— BEGIN Rows —

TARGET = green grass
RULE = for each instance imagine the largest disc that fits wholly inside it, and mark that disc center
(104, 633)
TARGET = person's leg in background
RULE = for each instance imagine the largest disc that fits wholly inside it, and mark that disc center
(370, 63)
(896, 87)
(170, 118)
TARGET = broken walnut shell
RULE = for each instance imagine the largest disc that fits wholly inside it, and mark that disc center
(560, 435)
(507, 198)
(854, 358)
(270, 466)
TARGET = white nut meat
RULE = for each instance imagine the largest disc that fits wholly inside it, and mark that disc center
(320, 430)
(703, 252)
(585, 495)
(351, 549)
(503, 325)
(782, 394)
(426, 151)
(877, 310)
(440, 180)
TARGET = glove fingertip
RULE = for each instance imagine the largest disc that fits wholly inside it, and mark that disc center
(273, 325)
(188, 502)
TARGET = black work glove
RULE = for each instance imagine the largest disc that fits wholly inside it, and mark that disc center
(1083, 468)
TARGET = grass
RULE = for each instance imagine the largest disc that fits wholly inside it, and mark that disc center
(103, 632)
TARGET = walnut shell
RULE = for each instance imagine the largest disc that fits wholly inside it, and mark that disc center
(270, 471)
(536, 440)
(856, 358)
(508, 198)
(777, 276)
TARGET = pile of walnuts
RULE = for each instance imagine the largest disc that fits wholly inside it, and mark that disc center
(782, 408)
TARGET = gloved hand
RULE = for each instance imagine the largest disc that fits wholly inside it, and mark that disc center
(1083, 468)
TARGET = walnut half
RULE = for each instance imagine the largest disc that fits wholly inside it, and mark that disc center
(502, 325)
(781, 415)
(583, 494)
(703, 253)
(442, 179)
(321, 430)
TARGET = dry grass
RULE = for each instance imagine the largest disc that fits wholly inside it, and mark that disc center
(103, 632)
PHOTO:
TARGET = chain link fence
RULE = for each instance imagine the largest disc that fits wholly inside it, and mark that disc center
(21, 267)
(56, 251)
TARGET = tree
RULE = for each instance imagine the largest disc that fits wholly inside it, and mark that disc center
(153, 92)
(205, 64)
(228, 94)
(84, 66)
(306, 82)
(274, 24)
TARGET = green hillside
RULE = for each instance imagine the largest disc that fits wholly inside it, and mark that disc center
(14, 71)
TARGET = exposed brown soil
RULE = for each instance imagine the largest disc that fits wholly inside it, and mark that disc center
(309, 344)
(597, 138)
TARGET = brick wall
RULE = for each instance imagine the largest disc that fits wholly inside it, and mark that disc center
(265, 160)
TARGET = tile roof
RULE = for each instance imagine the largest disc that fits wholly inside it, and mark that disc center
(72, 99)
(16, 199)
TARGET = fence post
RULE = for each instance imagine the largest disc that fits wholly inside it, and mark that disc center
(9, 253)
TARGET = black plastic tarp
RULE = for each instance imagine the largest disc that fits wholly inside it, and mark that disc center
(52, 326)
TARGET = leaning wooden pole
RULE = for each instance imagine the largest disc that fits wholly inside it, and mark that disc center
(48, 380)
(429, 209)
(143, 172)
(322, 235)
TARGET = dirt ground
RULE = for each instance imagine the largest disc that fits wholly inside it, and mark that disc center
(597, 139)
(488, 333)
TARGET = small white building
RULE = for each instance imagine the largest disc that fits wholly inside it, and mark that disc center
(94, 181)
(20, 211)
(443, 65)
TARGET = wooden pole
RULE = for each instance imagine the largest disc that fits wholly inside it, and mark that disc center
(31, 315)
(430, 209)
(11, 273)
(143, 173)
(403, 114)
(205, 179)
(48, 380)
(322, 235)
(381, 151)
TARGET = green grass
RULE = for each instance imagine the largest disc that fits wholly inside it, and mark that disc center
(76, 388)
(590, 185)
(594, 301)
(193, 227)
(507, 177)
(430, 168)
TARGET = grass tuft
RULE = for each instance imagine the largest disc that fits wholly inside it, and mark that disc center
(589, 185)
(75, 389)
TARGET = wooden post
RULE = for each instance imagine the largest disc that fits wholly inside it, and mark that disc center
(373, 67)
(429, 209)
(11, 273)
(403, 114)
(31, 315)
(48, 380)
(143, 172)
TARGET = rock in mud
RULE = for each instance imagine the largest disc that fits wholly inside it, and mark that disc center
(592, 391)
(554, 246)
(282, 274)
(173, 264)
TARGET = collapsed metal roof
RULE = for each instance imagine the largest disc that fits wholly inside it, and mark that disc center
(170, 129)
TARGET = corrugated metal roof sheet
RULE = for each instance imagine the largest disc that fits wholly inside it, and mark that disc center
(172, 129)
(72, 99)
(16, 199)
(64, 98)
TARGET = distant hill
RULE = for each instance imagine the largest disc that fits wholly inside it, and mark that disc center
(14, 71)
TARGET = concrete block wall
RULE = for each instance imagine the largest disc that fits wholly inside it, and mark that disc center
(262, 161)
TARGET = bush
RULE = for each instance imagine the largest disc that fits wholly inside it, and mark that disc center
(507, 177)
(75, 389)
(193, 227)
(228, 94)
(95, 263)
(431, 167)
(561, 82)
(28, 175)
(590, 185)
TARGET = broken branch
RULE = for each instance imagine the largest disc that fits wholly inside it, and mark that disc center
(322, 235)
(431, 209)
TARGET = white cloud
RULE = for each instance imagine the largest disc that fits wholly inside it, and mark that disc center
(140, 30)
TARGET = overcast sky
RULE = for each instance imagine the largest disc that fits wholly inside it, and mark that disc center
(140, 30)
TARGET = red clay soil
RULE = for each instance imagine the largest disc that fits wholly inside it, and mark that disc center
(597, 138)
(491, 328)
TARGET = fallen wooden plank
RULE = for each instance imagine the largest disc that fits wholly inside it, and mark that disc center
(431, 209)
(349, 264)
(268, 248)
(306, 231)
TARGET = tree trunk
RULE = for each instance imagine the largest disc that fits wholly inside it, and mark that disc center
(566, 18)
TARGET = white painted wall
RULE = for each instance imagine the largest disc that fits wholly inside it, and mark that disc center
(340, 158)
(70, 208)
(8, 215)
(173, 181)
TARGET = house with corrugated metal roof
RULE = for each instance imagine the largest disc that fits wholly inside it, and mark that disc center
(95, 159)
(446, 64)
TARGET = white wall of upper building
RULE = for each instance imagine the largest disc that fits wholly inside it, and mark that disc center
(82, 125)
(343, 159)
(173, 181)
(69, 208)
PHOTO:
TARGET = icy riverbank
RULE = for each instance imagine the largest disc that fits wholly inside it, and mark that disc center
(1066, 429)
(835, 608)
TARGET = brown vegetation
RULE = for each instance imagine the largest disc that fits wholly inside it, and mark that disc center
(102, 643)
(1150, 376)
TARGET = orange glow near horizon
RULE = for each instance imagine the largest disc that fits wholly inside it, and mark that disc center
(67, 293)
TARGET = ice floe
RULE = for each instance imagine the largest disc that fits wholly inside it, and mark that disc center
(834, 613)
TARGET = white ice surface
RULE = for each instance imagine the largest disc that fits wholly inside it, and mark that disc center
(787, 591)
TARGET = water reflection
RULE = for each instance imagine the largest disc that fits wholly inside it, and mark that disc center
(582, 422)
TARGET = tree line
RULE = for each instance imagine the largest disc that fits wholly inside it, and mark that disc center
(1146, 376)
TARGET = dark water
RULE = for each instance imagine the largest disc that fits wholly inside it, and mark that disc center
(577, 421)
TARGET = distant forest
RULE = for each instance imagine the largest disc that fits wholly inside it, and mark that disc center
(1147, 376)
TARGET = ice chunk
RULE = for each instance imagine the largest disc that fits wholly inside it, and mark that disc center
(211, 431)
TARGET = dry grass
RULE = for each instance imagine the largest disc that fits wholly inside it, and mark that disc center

— END Rows —

» **Prompt**:
Render every line of the items above as a numbered list, leaving out any blank lines.

» **Exercise answer**:
1. TARGET = green grass
2. RULE = for each instance imagine the largest disc that fits wholly inside it, and mark that disc center
3. (104, 633)
4. TARGET = person's leg in background
5. RULE = for each instance imagine the largest disc that fits wholly inside it, and mark that disc center
6. (370, 63)
7. (896, 87)
8. (170, 118)
9. TARGET = broken walnut shell
10. RULE = for each instance imagine the largest disc that fits wholly inside it, and mark that disc center
11. (560, 435)
12. (507, 198)
13. (854, 358)
14. (270, 466)
15. TARGET = white nut meat
16. RULE = for each instance imagine the largest disc that fits wholly inside it, and mark that disc center
17. (320, 430)
18. (703, 252)
19. (585, 495)
20. (351, 549)
21. (503, 325)
22. (782, 394)
23. (426, 151)
24. (877, 310)
25. (440, 180)
26. TARGET = glove fingertip
27. RULE = for each instance imagine the largest disc that fits wholly inside it, and mark that disc center
28. (273, 325)
29. (188, 502)
30. TARGET = black work glove
31. RULE = for each instance imagine the largest disc that fits wholly inside it, and mark that disc center
32. (1083, 468)
33. TARGET = grass
34. RULE = for each instance imagine the largest disc that fits wholly inside it, and mark that disc center
35. (103, 632)
36. TARGET = walnut shell
37. RULE = for each instance imagine the largest disc that fits wholly inside it, and mark that disc center
38. (270, 471)
39. (536, 440)
40. (856, 358)
41. (508, 198)
42. (777, 276)
43. TARGET = pile of walnuts
44. RULE = for each instance imagine the largest disc that fits wholly inside it, and mark that disc center
45. (782, 408)
46. TARGET = gloved hand
47. RULE = for each instance imagine the largest disc that fits wholly inside it, and mark that disc center
48. (1083, 468)
49. TARGET = walnut half
50. RULE = for each instance imagine the largest disc that fits wholly inside it, and mark that disc center
51. (502, 325)
52. (781, 415)
53. (583, 494)
54. (703, 253)
55. (442, 179)
56. (321, 430)
57. TARGET = dry grass
58. RULE = for each instance imagine the largest disc that fits wholly inside it, and mark that disc center
59. (103, 632)
60. PHOTO:
61. TARGET = chain link fence
62. RULE = for each instance imagine the largest disc that fits wholly inside it, and mark that disc center
63. (21, 267)
64. (56, 251)
65. TARGET = tree
66. RULE = for each instance imagine the largest disc that fits wholly inside it, and mark that disc center
67. (153, 92)
68. (205, 64)
69. (228, 94)
70. (84, 66)
71. (306, 82)
72. (274, 24)
73. TARGET = green hillside
74. RULE = for each instance imagine the largest disc that fits wholly inside it, and mark that disc center
75. (14, 71)
76. TARGET = exposed brown soil
77. RULE = for each instance imagine the largest disc that fits wholly inside it, and mark that disc center
78. (309, 344)
79. (597, 138)
80. TARGET = brick wall
81. RULE = for each instance imagine the largest disc that fits wholly inside it, and mark that disc center
82. (265, 160)
83. TARGET = tile roof
84. RULE = for each instance imagine the largest disc that fits wholly inside it, and mark that disc center
85. (72, 99)
86. (16, 199)
87. TARGET = fence post
88. RULE = for each instance imagine the largest disc that fits wholly inside it, and mark that disc center
89. (9, 253)
90. TARGET = black plastic tarp
91. RULE = for each instance imagine the largest disc that fits wholly inside it, and mark that disc center
92. (52, 326)
93. TARGET = leaning wooden pole
94. RULE = for each instance imagine the largest disc that fits wholly inside it, and mark that disc center
95. (48, 380)
96. (429, 209)
97. (143, 172)
98. (322, 235)
99. TARGET = dirt ground
100. RULE = for each instance imagine the largest disc that fits wholly inside it, and mark that disc center
101. (597, 139)
102. (488, 333)
103. TARGET = small white building
104. RULE = for each instance imagine the largest disc that fits wholly inside it, and mark that disc center
105. (94, 181)
106. (20, 211)
107. (443, 65)
108. TARGET = wooden pole
109. RULE = for each instance imagine the largest disc that fits wholly inside it, and mark that disc center
110. (31, 315)
111. (430, 209)
112. (11, 273)
113. (143, 173)
114. (403, 114)
115. (205, 179)
116. (48, 380)
117. (322, 235)
118. (381, 151)
119. TARGET = green grass
120. RULE = for each instance imagine the largest disc that fits wholly inside it, and mark that disc center
121. (76, 388)
122. (590, 185)
123. (594, 301)
124. (193, 227)
125. (507, 177)
126. (430, 168)
127. TARGET = grass tuft
128. RULE = for each instance imagine the largest disc that fits wholly inside it, and mark that disc center
129. (589, 185)
130. (75, 389)
131. TARGET = wooden post
132. RULE = for each instance imagine the largest disc that fits wholly inside it, and mark that disc center
133. (373, 67)
134. (429, 209)
135. (11, 273)
136. (403, 114)
137. (31, 315)
138. (48, 380)
139. (143, 172)
140. TARGET = rock in mud
141. RULE = for each instance imagine the largest disc that fits wholly inside it, and mark that disc center
142. (592, 391)
143. (554, 246)
144. (282, 274)
145. (173, 264)
146. TARGET = collapsed metal roof
147. RULE = for each instance imagine the largest disc that fits wholly inside it, and mark that disc center
148. (170, 129)
149. TARGET = corrugated metal roof sheet
150. RULE = for each instance imagine the largest disc that fits wholly inside it, and mark that disc center
151. (172, 129)
152. (72, 99)
153. (16, 199)
154. (64, 98)
155. TARGET = distant hill
156. RULE = for each instance imagine the largest disc that fits wholly inside it, and mark that disc center
157. (14, 71)
158. TARGET = concrete block wall
159. RULE = for each instance imagine the largest disc that fits wholly inside it, and mark that disc center
160. (262, 161)
161. TARGET = bush
162. RULE = for each instance imagine the largest disc that fits wholly inside it, and mark that disc center
163. (507, 177)
164. (75, 389)
165. (193, 227)
166. (228, 94)
167. (95, 263)
168. (431, 167)
169. (561, 82)
170. (28, 175)
171. (590, 185)
172. TARGET = broken branch
173. RULE = for each instance imagine the largest disc that fits wholly inside it, and mark that disc center
174. (322, 235)
175. (431, 209)
176. TARGET = white cloud
177. RULE = for each instance imagine the largest disc that fits wholly inside it, and mark that disc center
178. (140, 30)
179. TARGET = overcast sky
180. RULE = for each instance imagine the largest disc that fits wholly inside it, and mark that disc center
181. (140, 30)
182. TARGET = red clay soil
183. RULE = for each instance imagine the largest disc that fits wholly inside it, and mark that disc center
184. (597, 138)
185. (491, 328)
186. TARGET = fallen wooden plank
187. RULE = for each instance imagine the largest disc that fits wholly inside it, and mark that disc center
188. (431, 209)
189. (349, 264)
190. (268, 248)
191. (306, 231)
192. TARGET = tree trunk
193. RULE = for each instance imagine the largest disc that fits wholly inside it, and mark that disc center
194. (566, 18)
195. TARGET = white painted wall
196. RULE = for each instance imagine the largest disc that fits wholly inside it, and mark that disc center
197. (340, 158)
198. (70, 208)
199. (8, 215)
200. (173, 181)
201. TARGET = house with corrugated metal roof
202. RULE = for each instance imagine the largest disc that fits wholly inside it, and mark that disc center
203. (95, 159)
204. (446, 64)
205. TARGET = white wall of upper building
206. RULE = for each instance imagine the largest disc that fits wholly inside it, and mark that disc center
207. (82, 125)
208. (343, 159)
209. (173, 181)
210. (69, 208)
211. PHOTO:
212. TARGET = icy riverbank
213. RULE = for each instance imagine the largest disc that fits wholly inside it, and mark that disc center
214. (1066, 429)
215. (835, 608)
216. TARGET = brown vegetation
217. RULE = for each instance imagine the largest disc that fits wholly inside it, and mark that disc center
218. (102, 643)
219. (1150, 376)
220. TARGET = orange glow near horizon
221. RULE = for each instance imagine the largest disc that fits wholly inside it, and mark that disc center
222. (67, 293)
223. TARGET = ice floe
224. RULE = for each instance imagine the largest disc that fits wholly inside it, and mark that disc center
225. (834, 613)
226. TARGET = white ice surface
227. RULE = for each instance imagine the largest disc that fits wholly inside it, and mark that disc center
228. (787, 591)
229. TARGET = water reflection
230. RULE = for each instance imagine the largest disc that fits wholly inside it, and mark that disc center
231. (582, 422)
232. TARGET = tree line
233. RULE = for each instance imagine the largest disc that fits wholly inside it, and mark that disc center
234. (1146, 376)
235. TARGET = dark water
236. RULE = for each instance imagine the largest disc that fits wholly inside it, and mark that disc center
237. (577, 421)
238. TARGET = distant forest
239. RULE = for each instance imagine the largest disc that fits wholly inside it, and mark that disc center
240. (1147, 376)
241. TARGET = ice chunk
242. RULE = for each instance imagine the largest disc that fits wholly inside it, and mark that disc center
243. (211, 431)
244. TARGET = dry grass
245. RULE = for each instance imagine the largest disc that fits wholly inside it, and mark that disc center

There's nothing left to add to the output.